(Reading passage begins)

In deep water drilling, it is necessary to discharge certain fluids in order to set two conductor strings into the upper portion of the wellbore. The reason for this is that the driller can not fracture formation and inject the fluids under the circulating pressure without fracturing back to the surface so it is necessary to set 20 inch casing to a depth sufficient that he will not fracture back to the surface, which is the sea floor. In order to do this, he use fluids that are compatible with the environment and that do not contaminate the environment. For example, the optimum drilling fluids may not be employed in this early portion and elements that are objected to, such as diesel oil, lignosulfonate muds, chrome, and the like are not employed in this early drilling. Typically, in the borehole a 30 inch conductor pipe is installed, the borehole is then drilled to the desired depth for 20 inch conductor pipe and the 20 inch conductor pipe is then inserted interiorly of the 30 inch pipe. The 20 inch conductor pipe is cemented in place with returns to the sea floor. The materials are deposited on the sea floor at the wellbore site but none of these materials are considered toxic.
With jackup rigs, after the 20 inch conductor string is cemented in place, it has been practice to fracture into a subterranean formation and then to use one annulus between the 30 inch conductor string and the 133/8 inch casing for injecting wastes therethrough and into the fractured formation.
With the advent of floating rigs, this approach was not available, since there had been no system for reaching the annulus on the subsea stack employed with a floating rig.

(Reading passage ends)
(Dataset begins)

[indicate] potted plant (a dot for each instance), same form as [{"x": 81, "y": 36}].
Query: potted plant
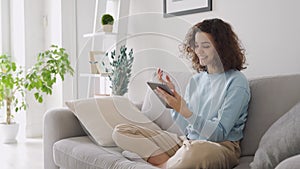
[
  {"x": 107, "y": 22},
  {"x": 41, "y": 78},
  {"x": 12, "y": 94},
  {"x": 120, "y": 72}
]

(Dataset ends)

Your tasks —
1. Summarize the deep water drilling text in two sentences.
2. Transcribe the deep water drilling text from "With the advent" up to and including "a floating rig.".

Solutions in order —
1. In deep water drilling, environmentally compatible fluids must be discharged to set two conductor strings, and the 20 inch casing is set deep enough that the driller will not fracture back to the sea floor. With jackup rigs, wastes have been injected through an annulus into a fractured formation, but this approach was not available with floating rigs because there was no system for reaching the annulus on the subsea stack.

2.
With the advent of floating rigs, this approach was not available, since there had been no system for reaching the annulus on the subsea stack employed with a floating rig.